-- INPUT follows --

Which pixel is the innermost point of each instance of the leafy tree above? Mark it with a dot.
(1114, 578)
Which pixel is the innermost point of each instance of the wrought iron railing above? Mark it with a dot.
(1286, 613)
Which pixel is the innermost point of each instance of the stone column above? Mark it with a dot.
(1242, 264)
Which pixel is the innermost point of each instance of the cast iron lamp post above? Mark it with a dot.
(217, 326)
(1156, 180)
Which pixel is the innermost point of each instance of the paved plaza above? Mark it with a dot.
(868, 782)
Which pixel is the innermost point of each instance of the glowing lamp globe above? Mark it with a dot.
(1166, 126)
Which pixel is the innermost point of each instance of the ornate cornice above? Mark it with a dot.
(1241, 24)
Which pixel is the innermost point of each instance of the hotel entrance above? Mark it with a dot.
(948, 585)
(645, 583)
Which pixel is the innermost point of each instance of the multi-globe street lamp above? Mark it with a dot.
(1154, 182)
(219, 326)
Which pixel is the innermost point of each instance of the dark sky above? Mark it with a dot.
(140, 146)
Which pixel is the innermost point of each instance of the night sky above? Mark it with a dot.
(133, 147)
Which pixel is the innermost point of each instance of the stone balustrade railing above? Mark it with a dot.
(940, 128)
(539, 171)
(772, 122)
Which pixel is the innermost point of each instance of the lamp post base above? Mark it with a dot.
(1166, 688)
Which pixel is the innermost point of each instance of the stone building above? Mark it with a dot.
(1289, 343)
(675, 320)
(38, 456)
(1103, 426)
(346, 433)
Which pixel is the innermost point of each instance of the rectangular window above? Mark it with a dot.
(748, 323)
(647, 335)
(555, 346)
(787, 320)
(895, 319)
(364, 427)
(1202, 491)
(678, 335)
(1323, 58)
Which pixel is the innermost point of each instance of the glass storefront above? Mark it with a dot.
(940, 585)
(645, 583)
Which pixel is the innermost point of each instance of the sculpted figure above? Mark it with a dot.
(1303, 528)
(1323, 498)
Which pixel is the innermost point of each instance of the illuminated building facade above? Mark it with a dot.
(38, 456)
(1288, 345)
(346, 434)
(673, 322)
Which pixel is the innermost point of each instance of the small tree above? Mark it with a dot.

-- INPUT concluded --

> **WORK REQUEST**
An exact reproduction of the listing is needed.

> **EXERCISE OUTPUT**
Which pixel is the innermost point of each instance of the leafy tree above? Mark it with a dot.
(1114, 578)
Which pixel is the innermost point of each instance of the wrought iron railing above? Mark it with a dot.
(1286, 613)
Which pixel is the innermost point of each instance of the stone column above? Mark it with a dot.
(1242, 264)
Which pixel is the innermost point of each instance of the cast iron lamp post above? Mark it with a dot.
(217, 326)
(1156, 180)
Which pixel is the innermost point of each instance of the paved plaza above? Mark it with a dot.
(868, 782)
Which pixel is the innermost point of each instance of the glowing lamp globe above? Mark it with a dot.
(1166, 126)
Which pixel is the innermost point of each instance of the ornate cornice above? Mark it with a dot.
(1241, 24)
Which pixel is the innermost point of each instance of the hotel entrance above? Mark it with a dot.
(948, 585)
(645, 583)
Which pixel is the innermost point of each instance of the multi-globe street lamp above? Mark it with a dot.
(1154, 182)
(219, 326)
Which pixel is the innermost point of each instance of the dark sky above? Mark it with a dot.
(140, 146)
Which pixel is the innermost point of each instance of the night sky above? Mark it with a dot.
(133, 147)
Which pixel is the innermost point of each instance of the stone balustrade railing above? Mark it with a dot.
(940, 128)
(539, 171)
(772, 122)
Which pixel is the innermost point of each instance of the lamp post base above? Mark it with a dot.
(1166, 688)
Which pixel is the innermost point of each instance of the stone building above? Mark it with a dot.
(1289, 343)
(675, 320)
(38, 456)
(1103, 426)
(346, 433)
Which pixel is the innermost point of each instance of the rectangular window above? Mark it with a dot.
(748, 323)
(647, 335)
(555, 346)
(787, 320)
(895, 319)
(364, 427)
(1202, 491)
(678, 335)
(1323, 58)
Which pixel is the innermost point of each instance of the glass storefront above? Mark it with a dot.
(940, 585)
(645, 583)
Which pixel is the innermost point of each instance of the sculpted figure above? Mark it with a dot.
(1303, 528)
(1323, 498)
Which pixel is the innermost point of each instance of the illuminated building facade above? Mark it with a dot.
(38, 456)
(1288, 345)
(346, 434)
(673, 322)
Which pixel is the innermost point of each instance of the small tree above? Mark it with a dot.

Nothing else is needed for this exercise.